Output the opening lines of the records exactly. End with the line that contains "like [411, 105].".

Referring expression pointing data
================================
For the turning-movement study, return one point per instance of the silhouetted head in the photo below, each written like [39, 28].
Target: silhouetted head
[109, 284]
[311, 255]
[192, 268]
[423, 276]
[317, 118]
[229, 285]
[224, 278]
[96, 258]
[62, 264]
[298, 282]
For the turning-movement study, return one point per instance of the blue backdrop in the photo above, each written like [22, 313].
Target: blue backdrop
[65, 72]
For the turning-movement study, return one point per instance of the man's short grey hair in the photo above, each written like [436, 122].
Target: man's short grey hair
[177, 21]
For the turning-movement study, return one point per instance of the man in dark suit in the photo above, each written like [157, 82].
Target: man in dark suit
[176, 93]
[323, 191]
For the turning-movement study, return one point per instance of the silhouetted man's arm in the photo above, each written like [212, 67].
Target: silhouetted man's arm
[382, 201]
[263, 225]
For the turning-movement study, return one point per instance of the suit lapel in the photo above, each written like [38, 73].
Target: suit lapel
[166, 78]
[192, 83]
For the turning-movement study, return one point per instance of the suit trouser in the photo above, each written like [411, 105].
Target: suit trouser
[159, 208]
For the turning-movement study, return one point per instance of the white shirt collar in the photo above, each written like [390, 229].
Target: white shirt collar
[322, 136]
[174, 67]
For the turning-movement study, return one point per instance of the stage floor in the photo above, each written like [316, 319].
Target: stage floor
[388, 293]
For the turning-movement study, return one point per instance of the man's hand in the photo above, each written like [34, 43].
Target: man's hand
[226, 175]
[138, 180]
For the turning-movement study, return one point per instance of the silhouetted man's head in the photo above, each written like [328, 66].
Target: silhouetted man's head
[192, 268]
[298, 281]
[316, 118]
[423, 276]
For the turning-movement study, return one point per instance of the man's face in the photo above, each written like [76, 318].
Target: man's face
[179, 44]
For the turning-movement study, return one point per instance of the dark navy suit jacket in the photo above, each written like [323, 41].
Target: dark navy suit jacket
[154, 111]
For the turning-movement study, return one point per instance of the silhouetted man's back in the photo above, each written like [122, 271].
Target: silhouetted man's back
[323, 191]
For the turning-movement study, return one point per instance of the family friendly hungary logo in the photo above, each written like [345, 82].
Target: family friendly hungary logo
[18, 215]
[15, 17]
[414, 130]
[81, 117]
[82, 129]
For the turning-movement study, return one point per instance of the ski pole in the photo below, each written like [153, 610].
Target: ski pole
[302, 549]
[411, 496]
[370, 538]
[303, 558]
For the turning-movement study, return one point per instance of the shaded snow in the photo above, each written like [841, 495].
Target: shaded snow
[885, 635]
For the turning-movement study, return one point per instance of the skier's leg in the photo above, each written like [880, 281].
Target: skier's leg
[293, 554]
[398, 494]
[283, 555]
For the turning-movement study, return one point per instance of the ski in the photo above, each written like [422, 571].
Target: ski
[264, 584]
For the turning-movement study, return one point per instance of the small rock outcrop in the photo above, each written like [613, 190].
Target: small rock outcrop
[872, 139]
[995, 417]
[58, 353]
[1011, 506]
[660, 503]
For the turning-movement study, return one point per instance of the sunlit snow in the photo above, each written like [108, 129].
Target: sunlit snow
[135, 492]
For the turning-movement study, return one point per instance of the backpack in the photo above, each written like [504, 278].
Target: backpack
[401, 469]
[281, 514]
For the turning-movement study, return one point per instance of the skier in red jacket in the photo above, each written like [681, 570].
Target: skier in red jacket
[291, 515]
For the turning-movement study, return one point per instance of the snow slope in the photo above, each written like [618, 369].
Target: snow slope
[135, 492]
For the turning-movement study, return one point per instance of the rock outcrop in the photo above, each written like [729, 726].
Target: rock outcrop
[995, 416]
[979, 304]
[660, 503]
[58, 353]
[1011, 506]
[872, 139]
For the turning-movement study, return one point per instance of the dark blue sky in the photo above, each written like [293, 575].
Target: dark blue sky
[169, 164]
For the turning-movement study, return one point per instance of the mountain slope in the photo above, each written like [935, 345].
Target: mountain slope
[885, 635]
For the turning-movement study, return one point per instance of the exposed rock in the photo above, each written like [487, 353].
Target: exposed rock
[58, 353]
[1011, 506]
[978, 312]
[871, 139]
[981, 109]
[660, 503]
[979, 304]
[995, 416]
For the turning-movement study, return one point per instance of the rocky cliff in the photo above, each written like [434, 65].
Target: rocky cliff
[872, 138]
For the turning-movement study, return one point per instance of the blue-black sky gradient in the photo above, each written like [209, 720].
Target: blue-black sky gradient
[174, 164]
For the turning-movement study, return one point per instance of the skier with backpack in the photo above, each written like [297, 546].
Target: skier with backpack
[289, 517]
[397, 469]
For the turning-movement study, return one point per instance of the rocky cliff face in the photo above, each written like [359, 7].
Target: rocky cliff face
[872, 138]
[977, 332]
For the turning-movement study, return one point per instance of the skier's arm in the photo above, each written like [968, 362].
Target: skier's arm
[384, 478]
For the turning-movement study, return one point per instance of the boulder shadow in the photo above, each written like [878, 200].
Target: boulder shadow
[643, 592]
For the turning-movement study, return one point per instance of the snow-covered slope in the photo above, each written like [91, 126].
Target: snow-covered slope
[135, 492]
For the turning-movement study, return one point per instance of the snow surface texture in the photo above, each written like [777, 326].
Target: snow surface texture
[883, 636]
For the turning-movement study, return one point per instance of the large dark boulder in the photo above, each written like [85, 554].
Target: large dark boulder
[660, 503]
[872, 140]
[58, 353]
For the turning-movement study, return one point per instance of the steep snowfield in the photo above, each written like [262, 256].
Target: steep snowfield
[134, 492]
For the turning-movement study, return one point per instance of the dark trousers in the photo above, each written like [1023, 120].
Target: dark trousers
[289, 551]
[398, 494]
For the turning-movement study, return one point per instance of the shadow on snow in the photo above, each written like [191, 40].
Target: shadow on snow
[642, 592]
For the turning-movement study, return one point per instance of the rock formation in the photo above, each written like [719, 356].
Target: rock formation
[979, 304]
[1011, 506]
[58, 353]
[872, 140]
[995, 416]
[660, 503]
================================
### WRITTEN REPLY
For the turning-movement study, return one point per instance of the silhouetted head in the photo below, each written like [39, 28].
Target: silhouetted head
[109, 284]
[311, 255]
[192, 268]
[423, 276]
[317, 118]
[229, 285]
[224, 278]
[96, 258]
[62, 264]
[298, 282]
For the turning-movement study, return one point per instance of the blue backdrop in the photo above, each written like [22, 313].
Target: blue backdrop
[65, 72]
For the turning-movement study, return one point per instance of the man's short grey hair in the photo above, each written like [436, 122].
Target: man's short grey hair
[177, 21]
For the turning-movement study, return one point per instance of the man in dark suit in the photo above, each written like [157, 82].
Target: man in dark suit
[176, 93]
[323, 191]
For the turning-movement study, return one point per instance of the silhouetted man's arm in the photo above, each written like [212, 67].
Target: silhouetted man's arm
[382, 201]
[263, 225]
For the turning-movement study, return one point per instance of the suit lapel in the photo above, each written like [38, 73].
Target: suit lapel
[166, 78]
[192, 83]
For the turning-movement study, return one point per instance of the suit trouser in the photo above, each written like [411, 105].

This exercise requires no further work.